= Exercise task =
Repeat each of the lines below word for word, changing nothing.

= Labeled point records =
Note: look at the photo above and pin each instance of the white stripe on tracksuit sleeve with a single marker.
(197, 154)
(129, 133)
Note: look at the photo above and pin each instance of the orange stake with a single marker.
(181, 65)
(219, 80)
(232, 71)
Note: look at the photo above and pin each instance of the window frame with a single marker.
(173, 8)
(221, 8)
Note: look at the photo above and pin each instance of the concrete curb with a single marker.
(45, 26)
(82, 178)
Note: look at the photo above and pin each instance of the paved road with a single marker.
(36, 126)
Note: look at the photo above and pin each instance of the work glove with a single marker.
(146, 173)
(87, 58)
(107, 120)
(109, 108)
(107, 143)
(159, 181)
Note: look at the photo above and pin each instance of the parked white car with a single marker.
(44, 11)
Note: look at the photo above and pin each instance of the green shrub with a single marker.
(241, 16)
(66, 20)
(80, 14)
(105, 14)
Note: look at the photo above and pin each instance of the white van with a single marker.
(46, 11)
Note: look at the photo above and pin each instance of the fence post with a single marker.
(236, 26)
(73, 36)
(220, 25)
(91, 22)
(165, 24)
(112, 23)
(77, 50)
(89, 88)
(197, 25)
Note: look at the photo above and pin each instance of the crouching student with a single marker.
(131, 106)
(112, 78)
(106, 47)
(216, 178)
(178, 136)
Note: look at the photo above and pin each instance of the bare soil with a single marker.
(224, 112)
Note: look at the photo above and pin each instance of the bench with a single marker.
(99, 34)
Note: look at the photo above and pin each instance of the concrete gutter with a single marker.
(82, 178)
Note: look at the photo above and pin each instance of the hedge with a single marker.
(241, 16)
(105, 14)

= The completed task =
Note: look at the photo above and pin each instance of the white stripe on tracksuit sleeve with a single marker.
(197, 154)
(129, 133)
Note: look at the photo above and pin each instance of the orange stake with a single marker.
(181, 65)
(219, 80)
(232, 71)
Note: look at the photo above and pin each instance of the window frame with a single marker.
(173, 8)
(221, 8)
Note: look at the photo above and pin each instance of the concrete curb with a single marker.
(45, 26)
(82, 178)
Note: look at the photo above and pin each instance of the paved road with a single marker.
(36, 126)
Note: look at the photo above and pin each instance of the work glove with a single marker.
(146, 173)
(87, 58)
(107, 120)
(109, 108)
(107, 143)
(159, 181)
Note: look at the photo above and pin each instance of the parked white car with a single marker.
(44, 11)
Note: look at the photo above and pin each instance of the green shrub with a single marker.
(241, 16)
(66, 20)
(80, 14)
(105, 14)
Note: look at the photo above and pin each instance of the white van with a single marker.
(46, 11)
Note: look at the photo above and pin each instance of the fence post with a single marker.
(236, 26)
(73, 36)
(220, 25)
(91, 22)
(165, 24)
(112, 23)
(77, 50)
(89, 88)
(197, 25)
Note: look at the photo above and pin each instance of the crouching student with a single marker.
(131, 106)
(112, 78)
(106, 47)
(216, 178)
(178, 136)
Note: look at the photo above and pin each instance of the bare soil with a single marker.
(224, 112)
Note: look at the photo above and pin each instance of the bench with a single marker.
(99, 34)
Note: look at the photo above and pin each instance of the concrete gutter with a single marker.
(82, 178)
Note: look at the photo above and pin each instance of the hedge with a single marker.
(241, 16)
(105, 14)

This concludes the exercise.